Stored data entries
◆ ◆ ◆ ◆ ◆
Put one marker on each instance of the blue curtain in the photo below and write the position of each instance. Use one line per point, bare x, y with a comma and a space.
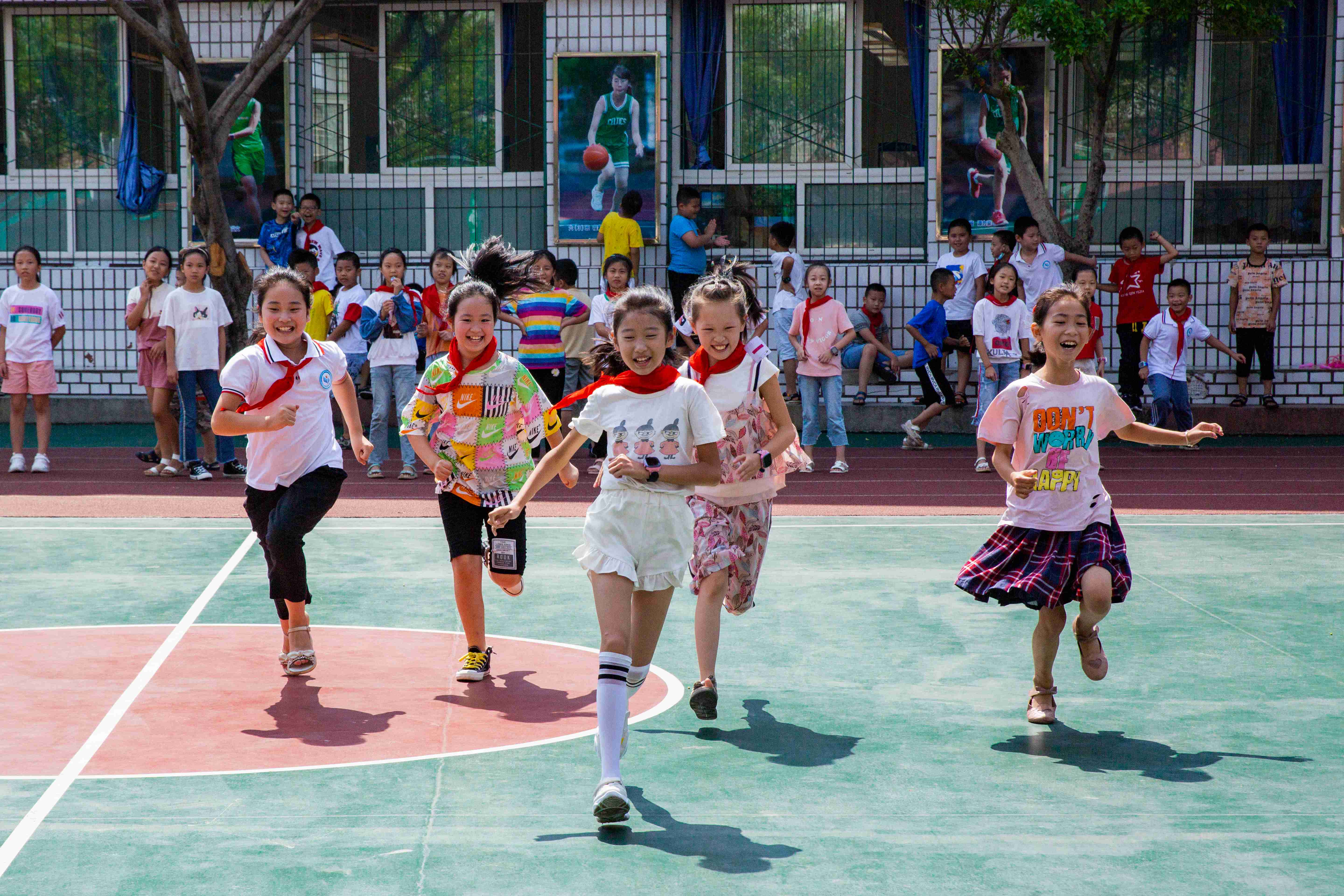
917, 49
507, 41
702, 52
138, 185
1300, 60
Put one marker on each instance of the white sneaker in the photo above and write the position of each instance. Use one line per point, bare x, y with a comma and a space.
611, 802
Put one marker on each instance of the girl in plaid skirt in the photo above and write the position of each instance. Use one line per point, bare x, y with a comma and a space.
1058, 539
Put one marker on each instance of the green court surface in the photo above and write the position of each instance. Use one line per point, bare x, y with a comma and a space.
870, 738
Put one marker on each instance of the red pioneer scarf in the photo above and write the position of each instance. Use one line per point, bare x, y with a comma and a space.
807, 315
1179, 320
702, 365
455, 358
640, 385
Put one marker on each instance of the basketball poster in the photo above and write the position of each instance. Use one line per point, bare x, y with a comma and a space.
976, 181
607, 139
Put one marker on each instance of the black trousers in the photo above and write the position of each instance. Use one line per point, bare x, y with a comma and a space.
1131, 383
281, 518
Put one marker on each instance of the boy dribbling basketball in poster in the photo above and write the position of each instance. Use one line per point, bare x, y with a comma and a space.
616, 124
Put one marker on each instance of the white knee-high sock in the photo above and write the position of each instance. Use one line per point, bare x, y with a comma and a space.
613, 702
635, 680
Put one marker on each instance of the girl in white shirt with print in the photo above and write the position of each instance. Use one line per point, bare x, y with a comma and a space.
1058, 541
638, 534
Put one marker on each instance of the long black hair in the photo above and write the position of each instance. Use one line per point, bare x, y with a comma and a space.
495, 271
605, 358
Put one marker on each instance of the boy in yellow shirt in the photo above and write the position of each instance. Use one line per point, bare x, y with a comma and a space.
319, 318
620, 234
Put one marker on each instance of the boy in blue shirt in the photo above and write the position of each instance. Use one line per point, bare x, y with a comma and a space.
929, 330
277, 237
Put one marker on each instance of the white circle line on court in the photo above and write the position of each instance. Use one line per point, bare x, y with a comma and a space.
671, 699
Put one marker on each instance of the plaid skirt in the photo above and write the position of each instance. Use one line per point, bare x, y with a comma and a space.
1042, 569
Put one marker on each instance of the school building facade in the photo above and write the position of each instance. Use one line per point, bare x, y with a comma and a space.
440, 123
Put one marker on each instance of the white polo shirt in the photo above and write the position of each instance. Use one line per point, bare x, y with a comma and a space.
1166, 334
1041, 275
284, 456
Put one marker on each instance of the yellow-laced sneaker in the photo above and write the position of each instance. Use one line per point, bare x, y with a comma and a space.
475, 664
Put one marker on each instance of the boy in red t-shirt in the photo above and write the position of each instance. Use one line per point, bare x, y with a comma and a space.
1134, 277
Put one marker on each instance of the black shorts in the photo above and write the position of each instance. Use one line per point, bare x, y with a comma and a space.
463, 525
935, 382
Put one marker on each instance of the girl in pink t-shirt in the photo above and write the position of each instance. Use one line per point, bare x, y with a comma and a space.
819, 332
1058, 539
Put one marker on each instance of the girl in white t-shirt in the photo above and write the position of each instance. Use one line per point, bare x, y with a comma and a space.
1058, 539
760, 447
277, 392
638, 532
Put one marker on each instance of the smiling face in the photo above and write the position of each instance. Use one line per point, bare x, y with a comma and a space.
643, 342
474, 326
284, 314
1065, 331
720, 328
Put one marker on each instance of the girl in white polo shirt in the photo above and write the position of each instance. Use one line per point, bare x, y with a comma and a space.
277, 392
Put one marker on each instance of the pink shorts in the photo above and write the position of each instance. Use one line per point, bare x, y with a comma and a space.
152, 371
34, 378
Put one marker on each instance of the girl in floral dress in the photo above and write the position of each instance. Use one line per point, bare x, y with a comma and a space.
760, 447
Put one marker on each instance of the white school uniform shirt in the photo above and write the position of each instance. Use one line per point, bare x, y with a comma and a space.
196, 319
284, 456
1042, 273
30, 318
1003, 328
966, 269
1166, 334
666, 425
784, 300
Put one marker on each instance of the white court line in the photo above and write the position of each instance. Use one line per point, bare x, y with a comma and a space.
29, 825
1233, 625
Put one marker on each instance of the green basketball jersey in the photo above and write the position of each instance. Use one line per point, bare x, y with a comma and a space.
615, 127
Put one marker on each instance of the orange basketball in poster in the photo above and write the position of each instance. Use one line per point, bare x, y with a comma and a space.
596, 158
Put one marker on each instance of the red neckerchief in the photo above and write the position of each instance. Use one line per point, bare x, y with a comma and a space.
638, 383
280, 386
702, 365
455, 358
1179, 320
807, 315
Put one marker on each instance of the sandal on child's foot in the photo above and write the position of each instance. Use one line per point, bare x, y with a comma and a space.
1038, 713
300, 663
1092, 655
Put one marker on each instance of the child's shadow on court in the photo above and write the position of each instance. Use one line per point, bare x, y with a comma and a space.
720, 847
791, 745
302, 717
1113, 752
521, 700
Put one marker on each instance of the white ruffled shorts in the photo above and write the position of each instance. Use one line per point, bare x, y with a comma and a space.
643, 536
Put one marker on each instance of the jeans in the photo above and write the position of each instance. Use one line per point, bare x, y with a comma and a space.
386, 381
281, 518
987, 389
830, 390
209, 383
1171, 397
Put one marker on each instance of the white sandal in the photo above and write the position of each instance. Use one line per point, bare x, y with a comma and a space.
300, 663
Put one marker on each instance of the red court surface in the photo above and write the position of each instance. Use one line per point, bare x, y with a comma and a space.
221, 703
111, 483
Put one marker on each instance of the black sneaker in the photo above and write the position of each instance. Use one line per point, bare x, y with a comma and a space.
705, 699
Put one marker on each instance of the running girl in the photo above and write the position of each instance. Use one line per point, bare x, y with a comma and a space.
277, 393
760, 447
468, 422
1058, 539
616, 124
638, 534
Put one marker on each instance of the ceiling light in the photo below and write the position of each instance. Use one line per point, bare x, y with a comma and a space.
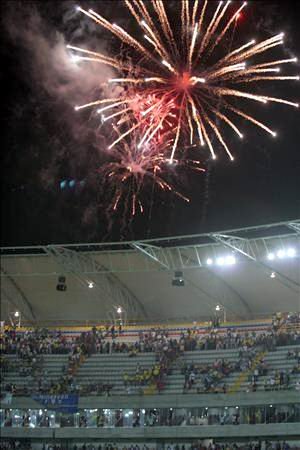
281, 253
291, 252
230, 260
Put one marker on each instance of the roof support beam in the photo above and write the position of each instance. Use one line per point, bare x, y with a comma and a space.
23, 297
81, 263
243, 246
153, 253
294, 226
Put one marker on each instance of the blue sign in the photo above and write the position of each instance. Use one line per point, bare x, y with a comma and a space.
64, 403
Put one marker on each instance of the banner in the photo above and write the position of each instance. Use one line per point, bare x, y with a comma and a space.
67, 403
6, 398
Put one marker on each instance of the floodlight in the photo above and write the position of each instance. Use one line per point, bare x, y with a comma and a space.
291, 252
230, 260
281, 253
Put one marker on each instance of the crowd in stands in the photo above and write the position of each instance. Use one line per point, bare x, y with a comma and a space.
31, 346
262, 445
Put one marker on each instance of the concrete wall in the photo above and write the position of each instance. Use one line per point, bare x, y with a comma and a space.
284, 431
172, 401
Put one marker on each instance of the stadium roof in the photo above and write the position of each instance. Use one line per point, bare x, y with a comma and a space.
250, 272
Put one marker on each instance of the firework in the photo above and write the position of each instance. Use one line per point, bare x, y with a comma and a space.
131, 170
182, 82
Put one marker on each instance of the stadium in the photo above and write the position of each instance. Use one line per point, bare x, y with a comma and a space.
150, 295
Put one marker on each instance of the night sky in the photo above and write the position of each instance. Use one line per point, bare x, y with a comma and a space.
45, 142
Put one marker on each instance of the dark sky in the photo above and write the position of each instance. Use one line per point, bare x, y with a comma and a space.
44, 141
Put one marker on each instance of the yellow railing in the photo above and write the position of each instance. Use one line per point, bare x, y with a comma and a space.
243, 376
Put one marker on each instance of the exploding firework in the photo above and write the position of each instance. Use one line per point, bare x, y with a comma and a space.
181, 79
132, 169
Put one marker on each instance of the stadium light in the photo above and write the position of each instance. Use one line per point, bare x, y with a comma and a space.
291, 252
280, 253
230, 260
220, 261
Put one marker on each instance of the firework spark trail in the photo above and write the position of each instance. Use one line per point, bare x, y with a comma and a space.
132, 169
168, 90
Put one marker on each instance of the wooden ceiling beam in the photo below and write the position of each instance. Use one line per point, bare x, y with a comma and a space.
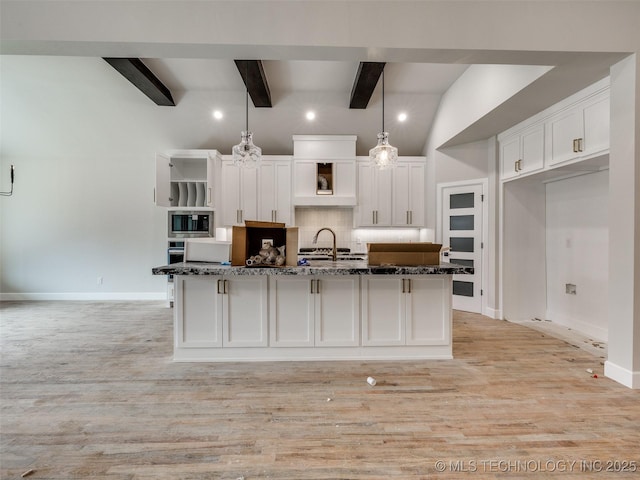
365, 83
255, 80
142, 78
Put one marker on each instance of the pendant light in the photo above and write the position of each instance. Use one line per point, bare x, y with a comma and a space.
383, 155
246, 154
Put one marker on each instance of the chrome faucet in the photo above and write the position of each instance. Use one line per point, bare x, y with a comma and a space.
334, 255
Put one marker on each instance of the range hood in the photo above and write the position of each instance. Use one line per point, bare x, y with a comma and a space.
324, 170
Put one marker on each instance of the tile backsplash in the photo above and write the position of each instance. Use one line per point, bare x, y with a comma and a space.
310, 219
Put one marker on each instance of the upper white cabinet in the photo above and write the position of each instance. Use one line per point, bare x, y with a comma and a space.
374, 195
408, 192
239, 193
571, 131
522, 152
262, 193
580, 131
324, 170
392, 197
186, 178
275, 190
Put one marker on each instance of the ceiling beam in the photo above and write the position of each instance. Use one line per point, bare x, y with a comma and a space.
365, 83
255, 80
142, 78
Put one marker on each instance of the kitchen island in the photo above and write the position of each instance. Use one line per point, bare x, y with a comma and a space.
324, 311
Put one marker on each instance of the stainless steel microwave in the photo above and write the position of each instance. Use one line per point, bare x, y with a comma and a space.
196, 223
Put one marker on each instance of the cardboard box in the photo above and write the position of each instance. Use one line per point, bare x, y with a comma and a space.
404, 254
248, 240
206, 250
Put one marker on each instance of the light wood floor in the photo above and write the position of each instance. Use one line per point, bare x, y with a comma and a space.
89, 391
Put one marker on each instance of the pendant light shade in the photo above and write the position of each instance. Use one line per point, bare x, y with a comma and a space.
246, 154
383, 155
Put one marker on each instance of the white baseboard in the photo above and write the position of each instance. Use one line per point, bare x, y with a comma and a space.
622, 375
496, 314
87, 296
595, 331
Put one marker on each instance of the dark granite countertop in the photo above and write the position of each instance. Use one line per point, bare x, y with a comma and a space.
315, 268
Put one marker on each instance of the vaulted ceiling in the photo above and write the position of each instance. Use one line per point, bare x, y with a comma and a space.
346, 97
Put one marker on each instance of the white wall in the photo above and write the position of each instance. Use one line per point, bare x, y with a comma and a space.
577, 252
83, 147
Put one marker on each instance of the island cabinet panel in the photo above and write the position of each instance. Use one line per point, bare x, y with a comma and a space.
291, 312
337, 311
314, 311
220, 312
245, 311
383, 311
198, 315
428, 311
413, 310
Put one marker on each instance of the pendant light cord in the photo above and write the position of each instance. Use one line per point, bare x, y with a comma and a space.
246, 99
383, 99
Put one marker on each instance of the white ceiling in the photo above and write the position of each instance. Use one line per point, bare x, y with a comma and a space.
321, 86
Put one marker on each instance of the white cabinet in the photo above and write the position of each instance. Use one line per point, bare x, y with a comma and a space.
374, 195
580, 131
239, 194
405, 310
324, 170
185, 178
217, 312
308, 184
275, 190
314, 311
244, 311
569, 132
522, 152
262, 193
393, 197
408, 193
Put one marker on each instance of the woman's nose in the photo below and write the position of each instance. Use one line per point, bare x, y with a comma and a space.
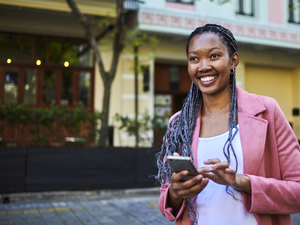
204, 65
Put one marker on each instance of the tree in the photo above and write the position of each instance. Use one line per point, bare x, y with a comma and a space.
118, 45
119, 38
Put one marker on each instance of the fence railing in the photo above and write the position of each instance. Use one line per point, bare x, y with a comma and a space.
34, 169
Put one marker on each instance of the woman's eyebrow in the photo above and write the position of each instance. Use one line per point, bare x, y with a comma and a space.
195, 52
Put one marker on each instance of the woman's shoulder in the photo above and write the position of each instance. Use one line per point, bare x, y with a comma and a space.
258, 100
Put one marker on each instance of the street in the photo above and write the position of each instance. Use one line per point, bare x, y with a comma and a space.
93, 209
126, 207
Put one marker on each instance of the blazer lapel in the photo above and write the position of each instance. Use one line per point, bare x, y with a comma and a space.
253, 130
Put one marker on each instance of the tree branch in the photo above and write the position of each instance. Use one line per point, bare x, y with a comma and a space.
117, 42
98, 37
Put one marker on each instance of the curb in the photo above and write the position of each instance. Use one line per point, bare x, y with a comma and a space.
75, 195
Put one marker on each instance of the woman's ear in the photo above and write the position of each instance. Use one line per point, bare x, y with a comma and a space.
235, 59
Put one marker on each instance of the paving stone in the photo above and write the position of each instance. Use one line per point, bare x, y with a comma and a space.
51, 218
69, 218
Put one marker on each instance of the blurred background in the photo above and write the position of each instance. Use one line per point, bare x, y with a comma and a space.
83, 82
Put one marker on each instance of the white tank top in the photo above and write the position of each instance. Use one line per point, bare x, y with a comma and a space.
214, 204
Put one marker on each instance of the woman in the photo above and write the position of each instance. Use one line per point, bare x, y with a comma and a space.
244, 148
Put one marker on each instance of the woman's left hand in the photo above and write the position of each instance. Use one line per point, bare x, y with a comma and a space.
224, 175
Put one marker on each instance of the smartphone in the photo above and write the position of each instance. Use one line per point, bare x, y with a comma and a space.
179, 163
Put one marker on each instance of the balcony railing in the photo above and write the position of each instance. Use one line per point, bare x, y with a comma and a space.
188, 2
294, 11
245, 7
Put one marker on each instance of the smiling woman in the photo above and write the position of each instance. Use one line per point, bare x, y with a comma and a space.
247, 155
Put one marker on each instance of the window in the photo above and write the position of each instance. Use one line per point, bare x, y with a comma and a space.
174, 77
30, 87
245, 7
189, 2
11, 86
294, 11
42, 71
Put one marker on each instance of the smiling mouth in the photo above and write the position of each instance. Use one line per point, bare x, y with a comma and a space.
208, 78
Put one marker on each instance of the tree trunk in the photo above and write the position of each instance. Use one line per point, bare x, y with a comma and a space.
105, 114
107, 77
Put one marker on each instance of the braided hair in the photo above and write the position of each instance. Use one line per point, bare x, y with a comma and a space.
178, 137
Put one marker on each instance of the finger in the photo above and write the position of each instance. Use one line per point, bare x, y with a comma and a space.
221, 165
194, 190
228, 170
212, 161
193, 181
205, 169
178, 177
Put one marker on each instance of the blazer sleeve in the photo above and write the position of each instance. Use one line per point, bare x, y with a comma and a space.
272, 195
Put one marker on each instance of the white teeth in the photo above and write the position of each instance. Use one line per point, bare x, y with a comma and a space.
207, 78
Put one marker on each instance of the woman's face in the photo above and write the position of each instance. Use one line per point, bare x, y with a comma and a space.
209, 63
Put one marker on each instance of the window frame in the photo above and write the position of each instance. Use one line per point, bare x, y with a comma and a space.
241, 8
291, 16
181, 2
57, 86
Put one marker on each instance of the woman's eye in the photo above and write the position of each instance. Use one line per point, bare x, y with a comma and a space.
214, 56
193, 58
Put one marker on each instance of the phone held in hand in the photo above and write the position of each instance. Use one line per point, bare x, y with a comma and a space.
180, 163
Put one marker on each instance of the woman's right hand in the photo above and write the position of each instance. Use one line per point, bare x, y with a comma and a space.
183, 189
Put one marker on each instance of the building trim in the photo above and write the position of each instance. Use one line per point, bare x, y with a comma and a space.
245, 32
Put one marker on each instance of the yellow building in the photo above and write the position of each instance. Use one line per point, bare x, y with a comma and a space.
267, 32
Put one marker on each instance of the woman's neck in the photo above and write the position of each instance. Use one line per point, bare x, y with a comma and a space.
215, 103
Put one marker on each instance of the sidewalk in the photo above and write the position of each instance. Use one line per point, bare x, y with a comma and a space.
128, 207
102, 207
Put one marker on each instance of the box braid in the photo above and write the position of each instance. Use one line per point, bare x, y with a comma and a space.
178, 137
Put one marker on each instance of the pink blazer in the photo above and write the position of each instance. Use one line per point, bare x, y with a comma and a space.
271, 160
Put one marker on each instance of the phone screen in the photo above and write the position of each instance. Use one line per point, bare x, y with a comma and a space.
179, 163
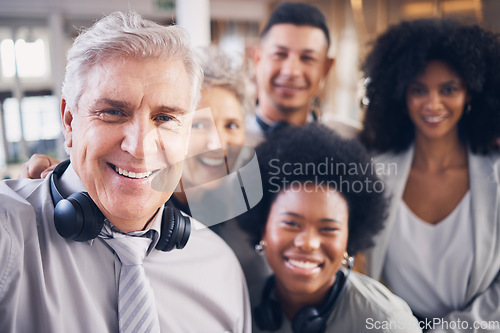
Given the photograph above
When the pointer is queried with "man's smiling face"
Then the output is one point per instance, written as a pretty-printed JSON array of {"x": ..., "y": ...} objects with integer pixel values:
[{"x": 132, "y": 121}]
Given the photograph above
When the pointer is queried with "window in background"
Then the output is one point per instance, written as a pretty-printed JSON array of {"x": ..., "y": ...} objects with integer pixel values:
[{"x": 30, "y": 52}]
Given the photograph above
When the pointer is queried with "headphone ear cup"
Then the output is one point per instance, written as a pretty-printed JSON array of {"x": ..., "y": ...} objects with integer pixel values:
[
  {"x": 77, "y": 217},
  {"x": 308, "y": 320},
  {"x": 175, "y": 230},
  {"x": 268, "y": 315}
]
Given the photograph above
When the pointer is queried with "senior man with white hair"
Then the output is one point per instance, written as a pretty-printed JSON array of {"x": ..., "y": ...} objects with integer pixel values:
[{"x": 93, "y": 248}]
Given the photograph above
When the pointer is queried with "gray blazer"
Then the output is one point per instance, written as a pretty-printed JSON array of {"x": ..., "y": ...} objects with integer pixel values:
[{"x": 483, "y": 292}]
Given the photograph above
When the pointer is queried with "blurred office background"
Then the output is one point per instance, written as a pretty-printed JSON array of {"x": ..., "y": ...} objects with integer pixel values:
[{"x": 35, "y": 35}]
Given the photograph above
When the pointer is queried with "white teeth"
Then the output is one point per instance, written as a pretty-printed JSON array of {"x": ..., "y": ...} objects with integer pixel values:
[
  {"x": 435, "y": 119},
  {"x": 303, "y": 264},
  {"x": 130, "y": 174},
  {"x": 212, "y": 161}
]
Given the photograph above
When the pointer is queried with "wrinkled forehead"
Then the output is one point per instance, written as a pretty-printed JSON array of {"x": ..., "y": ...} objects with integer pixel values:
[{"x": 297, "y": 37}]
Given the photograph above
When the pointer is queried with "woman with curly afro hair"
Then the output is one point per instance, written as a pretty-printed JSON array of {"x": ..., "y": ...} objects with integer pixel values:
[
  {"x": 434, "y": 109},
  {"x": 322, "y": 203}
]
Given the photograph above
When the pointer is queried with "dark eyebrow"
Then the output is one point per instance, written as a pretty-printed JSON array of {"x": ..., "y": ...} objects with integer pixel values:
[
  {"x": 112, "y": 102},
  {"x": 284, "y": 48},
  {"x": 324, "y": 220},
  {"x": 123, "y": 104},
  {"x": 451, "y": 82},
  {"x": 416, "y": 82},
  {"x": 172, "y": 110}
]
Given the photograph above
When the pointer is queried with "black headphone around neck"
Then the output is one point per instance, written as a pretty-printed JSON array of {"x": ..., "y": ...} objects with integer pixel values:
[
  {"x": 310, "y": 319},
  {"x": 78, "y": 217}
]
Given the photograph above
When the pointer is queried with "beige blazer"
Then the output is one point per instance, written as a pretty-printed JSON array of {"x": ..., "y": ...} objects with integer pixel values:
[{"x": 483, "y": 292}]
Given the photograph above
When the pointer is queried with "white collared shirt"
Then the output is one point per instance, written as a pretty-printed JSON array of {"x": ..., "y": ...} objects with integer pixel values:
[{"x": 52, "y": 284}]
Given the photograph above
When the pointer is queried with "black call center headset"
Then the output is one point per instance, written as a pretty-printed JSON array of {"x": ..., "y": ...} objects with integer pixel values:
[
  {"x": 309, "y": 319},
  {"x": 78, "y": 217}
]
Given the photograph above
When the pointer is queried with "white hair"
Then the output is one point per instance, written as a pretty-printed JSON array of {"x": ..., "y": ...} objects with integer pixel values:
[
  {"x": 222, "y": 71},
  {"x": 128, "y": 35}
]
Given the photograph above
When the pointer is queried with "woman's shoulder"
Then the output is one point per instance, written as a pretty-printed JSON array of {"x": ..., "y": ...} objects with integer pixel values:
[{"x": 375, "y": 307}]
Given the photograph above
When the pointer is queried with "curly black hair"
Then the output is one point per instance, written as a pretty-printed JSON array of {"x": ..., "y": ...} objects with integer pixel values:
[
  {"x": 317, "y": 154},
  {"x": 402, "y": 53}
]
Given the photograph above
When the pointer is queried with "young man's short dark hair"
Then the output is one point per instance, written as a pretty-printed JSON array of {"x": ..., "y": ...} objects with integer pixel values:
[{"x": 297, "y": 13}]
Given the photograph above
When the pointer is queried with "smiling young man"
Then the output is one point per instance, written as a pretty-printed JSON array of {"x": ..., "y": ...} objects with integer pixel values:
[
  {"x": 129, "y": 92},
  {"x": 291, "y": 64}
]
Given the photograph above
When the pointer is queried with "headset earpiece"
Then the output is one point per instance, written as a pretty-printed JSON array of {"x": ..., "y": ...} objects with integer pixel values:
[
  {"x": 78, "y": 217},
  {"x": 175, "y": 230},
  {"x": 268, "y": 314},
  {"x": 309, "y": 320}
]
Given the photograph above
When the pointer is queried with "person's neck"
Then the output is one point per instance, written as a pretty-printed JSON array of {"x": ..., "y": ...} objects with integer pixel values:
[
  {"x": 127, "y": 226},
  {"x": 272, "y": 113},
  {"x": 291, "y": 303},
  {"x": 439, "y": 155}
]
◆ ◆ ◆ ◆ ◆
■ TASK GOAL
Locate every line above that contains the word "surface", and copy each of those lines.

■ THE COMPLETED TASK
Put one marker on each instance of the green court surface in the photo above and write the position of each instance. Use one line per point, bare x, y with a comma and a space.
Put one marker on each instance of the red court surface in the photo above and write the position of each instance. Use one line per point, bare x, y with a comma and a space.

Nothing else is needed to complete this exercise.